# [DATA FOR PROCESSING]
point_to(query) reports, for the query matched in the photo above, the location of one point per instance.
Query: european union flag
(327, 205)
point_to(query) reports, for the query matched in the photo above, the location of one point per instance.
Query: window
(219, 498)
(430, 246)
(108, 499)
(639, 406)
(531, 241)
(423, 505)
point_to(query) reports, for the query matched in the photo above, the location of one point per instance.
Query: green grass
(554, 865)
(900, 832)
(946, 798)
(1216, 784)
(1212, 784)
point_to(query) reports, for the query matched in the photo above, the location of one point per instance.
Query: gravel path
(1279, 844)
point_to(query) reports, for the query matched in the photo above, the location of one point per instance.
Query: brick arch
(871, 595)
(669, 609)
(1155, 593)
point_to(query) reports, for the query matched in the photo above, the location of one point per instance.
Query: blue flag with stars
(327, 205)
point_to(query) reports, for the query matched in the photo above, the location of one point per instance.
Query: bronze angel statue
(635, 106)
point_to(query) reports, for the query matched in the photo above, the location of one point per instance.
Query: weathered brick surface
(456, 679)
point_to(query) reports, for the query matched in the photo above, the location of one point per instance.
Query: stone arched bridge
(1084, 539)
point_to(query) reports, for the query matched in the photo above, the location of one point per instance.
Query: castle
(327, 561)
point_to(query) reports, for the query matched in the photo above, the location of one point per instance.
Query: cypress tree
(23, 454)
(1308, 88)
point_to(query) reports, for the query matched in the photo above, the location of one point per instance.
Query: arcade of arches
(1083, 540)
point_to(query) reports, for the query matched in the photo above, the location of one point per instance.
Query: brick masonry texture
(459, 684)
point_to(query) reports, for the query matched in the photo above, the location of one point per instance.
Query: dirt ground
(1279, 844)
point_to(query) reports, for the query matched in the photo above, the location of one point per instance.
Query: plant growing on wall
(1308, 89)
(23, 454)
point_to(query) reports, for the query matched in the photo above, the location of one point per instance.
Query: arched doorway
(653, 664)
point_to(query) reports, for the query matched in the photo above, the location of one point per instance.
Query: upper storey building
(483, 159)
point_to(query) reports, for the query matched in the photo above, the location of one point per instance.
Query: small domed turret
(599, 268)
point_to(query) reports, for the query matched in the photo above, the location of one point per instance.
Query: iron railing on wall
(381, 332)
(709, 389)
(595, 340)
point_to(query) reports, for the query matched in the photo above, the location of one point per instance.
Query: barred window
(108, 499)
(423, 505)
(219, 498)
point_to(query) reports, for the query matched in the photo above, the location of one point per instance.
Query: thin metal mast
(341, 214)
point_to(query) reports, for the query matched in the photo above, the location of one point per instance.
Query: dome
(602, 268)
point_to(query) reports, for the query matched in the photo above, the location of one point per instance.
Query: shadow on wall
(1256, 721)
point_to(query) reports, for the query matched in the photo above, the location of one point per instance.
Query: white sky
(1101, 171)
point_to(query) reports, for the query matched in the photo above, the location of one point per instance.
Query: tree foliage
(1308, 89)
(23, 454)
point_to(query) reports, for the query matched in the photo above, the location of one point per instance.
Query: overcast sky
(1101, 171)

# [YOUR OBJECTIVE]
Restate each of the entries above verbatim.

# [EXERCISE RESPONSE]
point_to(query) reports, for the query matched in the photo above, the location of one point per instance.
Query: european union flag
(327, 205)
point_to(query) reports, for the query matched in the photo above, the location of one point per instance.
Query: window
(219, 498)
(430, 246)
(108, 499)
(639, 406)
(531, 241)
(423, 505)
point_to(query) reports, for the query matched in the photo above, the location of one point per instance.
Query: green grass
(554, 865)
(900, 832)
(946, 798)
(1216, 784)
(1212, 784)
point_to(query) reports, for the query matched in the photo above, the location of one point per instance.
Query: gravel path
(1279, 844)
point_to(query) reports, for the query matched in the photo above, the location of one point per instance.
Query: brick arch
(871, 595)
(669, 609)
(1155, 593)
point_to(query) reports, for the query matched in the photo above, the location of one point per instance.
Query: blue flag with stars
(327, 205)
point_to(query) reports, for the query matched in the photo above, the location of one point per instance.
Query: bronze angel statue
(635, 106)
point_to(query) reports, for the query matched in the photo above, the location of one point per instance.
Query: weathered brick surface
(456, 679)
point_to(query) reports, for the query matched in the photo above, the location of one point per instance.
Query: stone arched bridge
(1084, 539)
point_to(query) reports, for the query matched in the photo above, the location of one point per instance.
Query: castle
(327, 561)
point_to(query) reports, for the query matched in the photo above, the location of one point per instance.
Query: cypress tree
(23, 454)
(1308, 88)
point_to(query) reports, for the query matched in the photo above, the location of one point per instance.
Query: arcade of arches
(1083, 540)
point_to(query) reports, for the query matched in the photo above, the location of one point per instance.
Query: brick masonry texture
(459, 684)
point_to(query) reports, for the query matched in the photo above, the location of one point per instance.
Query: dirt ground
(1279, 844)
point_to(query) reports, for the query matched in the photo above, the location of one point per instance.
Query: plant growing on wall
(1308, 89)
(23, 454)
point_to(query) reports, for the query matched in the photo above, the location of one point per instance.
Query: arched doorway
(653, 664)
point_to(query) reports, for the query matched in the photo above, the location of one point per instance.
Query: upper storey building
(483, 159)
point_to(query) reports, for the query matched in the photo above, the location of one point per instance.
Query: small domed turret
(599, 268)
point_to(query) reports, for the query matched in the photo above, the location of one point per instance.
Query: iron railing on wall
(381, 332)
(709, 389)
(595, 340)
point_to(query) reports, for the query matched in the photo above, the location of one point per instance.
Query: barred window
(108, 499)
(423, 505)
(219, 498)
point_to(query) reports, for the query matched in the photo above, the location of one point per instance.
Query: thin metal mast
(341, 214)
point_to(query) reports, for the query matched in the photo above, the location of one point per instance.
Query: dome
(602, 268)
point_to(query) reports, for the query matched in the photo above, the location of one point per instance.
Query: shadow on wall
(1256, 721)
point_to(query) reports, for the query matched in the photo above, the location of one point per instance.
Query: white sky
(1101, 171)
point_to(query) reports, for the query matched in the photo above, the location of one point per instance.
Query: tree foliage
(1308, 89)
(23, 454)
point_to(query) reports, for the query matched in the photo above, the location of one point per instance.
Query: overcast sky
(1101, 171)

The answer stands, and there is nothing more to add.